-- start DATA TO PROCESS --

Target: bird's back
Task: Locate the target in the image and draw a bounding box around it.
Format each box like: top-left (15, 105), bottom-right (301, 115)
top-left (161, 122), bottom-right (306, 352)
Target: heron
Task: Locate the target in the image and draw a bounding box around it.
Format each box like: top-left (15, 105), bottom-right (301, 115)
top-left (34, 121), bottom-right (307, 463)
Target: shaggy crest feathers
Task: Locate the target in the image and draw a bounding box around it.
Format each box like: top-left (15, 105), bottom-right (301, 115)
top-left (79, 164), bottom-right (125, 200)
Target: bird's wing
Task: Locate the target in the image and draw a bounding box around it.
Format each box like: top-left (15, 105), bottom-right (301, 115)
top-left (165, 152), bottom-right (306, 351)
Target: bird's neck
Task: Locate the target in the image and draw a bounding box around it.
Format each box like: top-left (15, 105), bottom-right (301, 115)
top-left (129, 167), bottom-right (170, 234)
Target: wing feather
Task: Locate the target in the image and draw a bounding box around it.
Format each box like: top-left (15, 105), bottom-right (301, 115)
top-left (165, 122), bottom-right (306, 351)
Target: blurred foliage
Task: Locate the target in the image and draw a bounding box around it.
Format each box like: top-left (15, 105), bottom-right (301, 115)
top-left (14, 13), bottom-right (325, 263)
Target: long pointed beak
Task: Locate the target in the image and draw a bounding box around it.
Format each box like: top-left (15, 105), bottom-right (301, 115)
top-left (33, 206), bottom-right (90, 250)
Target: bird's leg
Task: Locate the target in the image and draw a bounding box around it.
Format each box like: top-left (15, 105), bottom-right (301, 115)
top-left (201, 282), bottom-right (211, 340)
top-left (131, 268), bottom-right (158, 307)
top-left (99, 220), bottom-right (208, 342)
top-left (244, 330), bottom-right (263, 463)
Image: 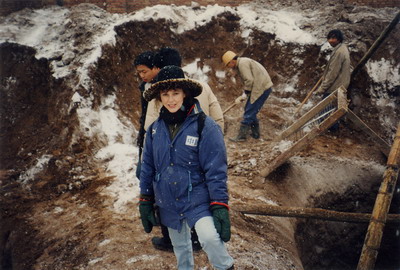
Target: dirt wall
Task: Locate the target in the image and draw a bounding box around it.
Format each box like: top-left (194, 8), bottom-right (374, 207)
top-left (0, 0), bottom-right (400, 16)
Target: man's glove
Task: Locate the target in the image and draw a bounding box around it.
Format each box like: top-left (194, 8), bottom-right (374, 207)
top-left (139, 196), bottom-right (157, 233)
top-left (210, 204), bottom-right (231, 242)
top-left (235, 92), bottom-right (247, 104)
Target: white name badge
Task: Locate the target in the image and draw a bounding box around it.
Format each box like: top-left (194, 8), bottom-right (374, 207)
top-left (185, 136), bottom-right (199, 146)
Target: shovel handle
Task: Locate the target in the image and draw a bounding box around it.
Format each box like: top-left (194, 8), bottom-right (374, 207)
top-left (294, 77), bottom-right (322, 115)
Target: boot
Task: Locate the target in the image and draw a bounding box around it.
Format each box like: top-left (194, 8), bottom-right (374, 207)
top-left (250, 123), bottom-right (260, 139)
top-left (229, 124), bottom-right (250, 142)
top-left (151, 237), bottom-right (174, 252)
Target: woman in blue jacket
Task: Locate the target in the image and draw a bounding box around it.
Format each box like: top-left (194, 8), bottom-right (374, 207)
top-left (139, 66), bottom-right (233, 270)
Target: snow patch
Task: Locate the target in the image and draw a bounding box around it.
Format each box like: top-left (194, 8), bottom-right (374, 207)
top-left (18, 155), bottom-right (53, 184)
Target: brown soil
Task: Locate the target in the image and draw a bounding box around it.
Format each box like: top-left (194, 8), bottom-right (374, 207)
top-left (0, 1), bottom-right (400, 270)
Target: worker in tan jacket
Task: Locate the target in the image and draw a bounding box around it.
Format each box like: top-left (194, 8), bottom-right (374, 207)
top-left (317, 29), bottom-right (351, 97)
top-left (222, 51), bottom-right (273, 142)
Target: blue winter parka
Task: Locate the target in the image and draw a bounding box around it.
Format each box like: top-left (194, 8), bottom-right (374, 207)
top-left (140, 102), bottom-right (228, 231)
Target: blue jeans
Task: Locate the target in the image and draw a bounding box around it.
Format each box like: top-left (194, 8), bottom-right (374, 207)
top-left (168, 216), bottom-right (233, 270)
top-left (241, 88), bottom-right (272, 126)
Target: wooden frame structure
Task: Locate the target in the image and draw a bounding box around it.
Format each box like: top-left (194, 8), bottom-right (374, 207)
top-left (260, 87), bottom-right (390, 177)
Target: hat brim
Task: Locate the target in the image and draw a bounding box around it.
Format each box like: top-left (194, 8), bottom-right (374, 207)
top-left (143, 79), bottom-right (203, 101)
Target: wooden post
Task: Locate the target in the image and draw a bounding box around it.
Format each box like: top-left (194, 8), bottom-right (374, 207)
top-left (238, 205), bottom-right (400, 224)
top-left (274, 90), bottom-right (337, 142)
top-left (260, 108), bottom-right (347, 177)
top-left (294, 77), bottom-right (322, 116)
top-left (357, 124), bottom-right (400, 270)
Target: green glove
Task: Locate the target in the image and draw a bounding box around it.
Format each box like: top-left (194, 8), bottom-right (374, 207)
top-left (210, 204), bottom-right (231, 242)
top-left (139, 200), bottom-right (157, 233)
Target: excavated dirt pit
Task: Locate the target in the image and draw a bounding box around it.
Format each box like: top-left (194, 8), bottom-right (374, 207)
top-left (295, 179), bottom-right (400, 270)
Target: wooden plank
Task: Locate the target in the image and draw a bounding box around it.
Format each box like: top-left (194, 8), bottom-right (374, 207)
top-left (387, 123), bottom-right (400, 168)
top-left (237, 205), bottom-right (400, 224)
top-left (260, 108), bottom-right (347, 177)
top-left (274, 90), bottom-right (337, 142)
top-left (357, 167), bottom-right (399, 270)
top-left (347, 110), bottom-right (390, 156)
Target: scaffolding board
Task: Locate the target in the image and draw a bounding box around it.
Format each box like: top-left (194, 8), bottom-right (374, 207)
top-left (260, 87), bottom-right (390, 177)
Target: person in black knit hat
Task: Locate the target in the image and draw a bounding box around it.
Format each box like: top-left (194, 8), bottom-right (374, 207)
top-left (138, 47), bottom-right (224, 251)
top-left (139, 66), bottom-right (234, 270)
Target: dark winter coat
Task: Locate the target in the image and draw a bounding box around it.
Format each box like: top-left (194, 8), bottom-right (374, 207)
top-left (317, 43), bottom-right (351, 94)
top-left (140, 101), bottom-right (228, 230)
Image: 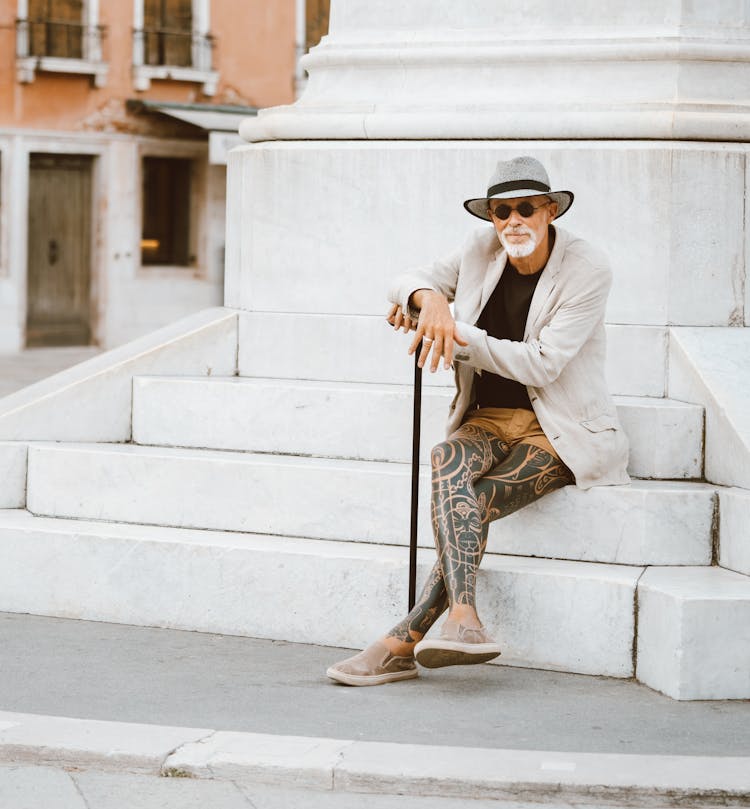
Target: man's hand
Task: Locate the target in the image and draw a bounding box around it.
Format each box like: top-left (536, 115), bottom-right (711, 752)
top-left (387, 289), bottom-right (468, 373)
top-left (385, 303), bottom-right (417, 334)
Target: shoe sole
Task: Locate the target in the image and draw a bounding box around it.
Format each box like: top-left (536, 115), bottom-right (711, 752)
top-left (414, 639), bottom-right (501, 669)
top-left (326, 666), bottom-right (419, 685)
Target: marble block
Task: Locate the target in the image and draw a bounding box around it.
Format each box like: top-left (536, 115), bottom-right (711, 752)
top-left (719, 482), bottom-right (750, 576)
top-left (27, 444), bottom-right (714, 564)
top-left (133, 376), bottom-right (703, 478)
top-left (240, 0), bottom-right (750, 141)
top-left (0, 307), bottom-right (237, 441)
top-left (668, 328), bottom-right (750, 489)
top-left (0, 441), bottom-right (27, 508)
top-left (239, 312), bottom-right (667, 397)
top-left (477, 556), bottom-right (643, 677)
top-left (615, 396), bottom-right (703, 478)
top-left (487, 481), bottom-right (716, 565)
top-left (225, 140), bottom-right (745, 326)
top-left (636, 567), bottom-right (750, 699)
top-left (0, 512), bottom-right (641, 677)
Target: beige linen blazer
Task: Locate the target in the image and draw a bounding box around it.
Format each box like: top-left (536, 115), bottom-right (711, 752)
top-left (388, 226), bottom-right (630, 489)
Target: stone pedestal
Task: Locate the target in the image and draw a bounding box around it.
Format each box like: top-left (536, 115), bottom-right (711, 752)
top-left (220, 0), bottom-right (750, 698)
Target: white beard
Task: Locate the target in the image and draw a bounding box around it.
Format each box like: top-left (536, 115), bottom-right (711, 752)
top-left (500, 227), bottom-right (538, 258)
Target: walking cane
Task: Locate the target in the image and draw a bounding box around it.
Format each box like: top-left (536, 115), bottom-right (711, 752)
top-left (409, 341), bottom-right (422, 612)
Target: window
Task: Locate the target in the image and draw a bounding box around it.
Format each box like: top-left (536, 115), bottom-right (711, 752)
top-left (141, 157), bottom-right (192, 267)
top-left (133, 0), bottom-right (214, 96)
top-left (143, 0), bottom-right (193, 67)
top-left (16, 0), bottom-right (107, 87)
top-left (28, 0), bottom-right (83, 59)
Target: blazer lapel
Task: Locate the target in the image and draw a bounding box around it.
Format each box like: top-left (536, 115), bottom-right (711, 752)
top-left (523, 228), bottom-right (565, 340)
top-left (478, 250), bottom-right (507, 323)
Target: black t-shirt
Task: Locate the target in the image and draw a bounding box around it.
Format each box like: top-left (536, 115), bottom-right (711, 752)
top-left (475, 260), bottom-right (544, 410)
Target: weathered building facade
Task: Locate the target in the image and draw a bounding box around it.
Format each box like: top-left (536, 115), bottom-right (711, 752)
top-left (0, 0), bottom-right (299, 353)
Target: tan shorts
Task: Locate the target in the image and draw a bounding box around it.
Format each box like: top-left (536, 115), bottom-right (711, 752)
top-left (459, 407), bottom-right (560, 461)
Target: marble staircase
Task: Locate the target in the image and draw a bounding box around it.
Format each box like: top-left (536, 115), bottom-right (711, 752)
top-left (0, 354), bottom-right (750, 699)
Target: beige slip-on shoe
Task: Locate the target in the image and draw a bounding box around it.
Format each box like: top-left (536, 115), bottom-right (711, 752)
top-left (414, 621), bottom-right (500, 669)
top-left (326, 640), bottom-right (419, 685)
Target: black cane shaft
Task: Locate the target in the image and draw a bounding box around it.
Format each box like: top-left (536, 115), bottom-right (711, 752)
top-left (409, 343), bottom-right (422, 611)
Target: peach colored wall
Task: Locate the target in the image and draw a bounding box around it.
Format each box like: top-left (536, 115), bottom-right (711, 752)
top-left (0, 0), bottom-right (295, 131)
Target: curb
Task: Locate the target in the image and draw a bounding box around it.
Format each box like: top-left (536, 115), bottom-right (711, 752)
top-left (0, 712), bottom-right (750, 806)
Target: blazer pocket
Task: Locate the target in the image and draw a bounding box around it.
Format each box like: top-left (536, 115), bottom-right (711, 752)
top-left (581, 413), bottom-right (620, 433)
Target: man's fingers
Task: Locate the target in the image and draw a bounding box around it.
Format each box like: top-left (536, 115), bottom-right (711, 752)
top-left (417, 340), bottom-right (432, 368)
top-left (430, 335), bottom-right (443, 374)
top-left (443, 340), bottom-right (453, 371)
top-left (409, 323), bottom-right (424, 354)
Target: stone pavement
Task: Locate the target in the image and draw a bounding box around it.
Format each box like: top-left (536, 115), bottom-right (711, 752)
top-left (0, 604), bottom-right (750, 756)
top-left (0, 765), bottom-right (656, 809)
top-left (0, 346), bottom-right (101, 396)
top-left (0, 616), bottom-right (750, 809)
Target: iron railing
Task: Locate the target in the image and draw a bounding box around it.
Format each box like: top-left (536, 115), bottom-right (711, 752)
top-left (133, 28), bottom-right (215, 71)
top-left (16, 20), bottom-right (107, 62)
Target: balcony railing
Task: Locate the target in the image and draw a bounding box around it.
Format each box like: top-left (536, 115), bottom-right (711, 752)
top-left (16, 20), bottom-right (106, 63)
top-left (133, 28), bottom-right (214, 71)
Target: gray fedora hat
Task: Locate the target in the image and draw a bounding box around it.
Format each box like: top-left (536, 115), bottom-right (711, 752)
top-left (464, 157), bottom-right (573, 222)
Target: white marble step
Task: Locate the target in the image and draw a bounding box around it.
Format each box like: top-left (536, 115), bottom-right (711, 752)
top-left (0, 511), bottom-right (643, 677)
top-left (238, 304), bottom-right (668, 396)
top-left (27, 443), bottom-right (716, 565)
top-left (133, 376), bottom-right (703, 479)
top-left (637, 567), bottom-right (750, 699)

-- end DATA TO PROCESS --

* DIRECTIONS FOR THIS TASK
From the entries above, pick out each line containing the word "beige" and copy those lines.

* IN RESPONSE
Target: beige linen blazer
Target: beige slip-on shoe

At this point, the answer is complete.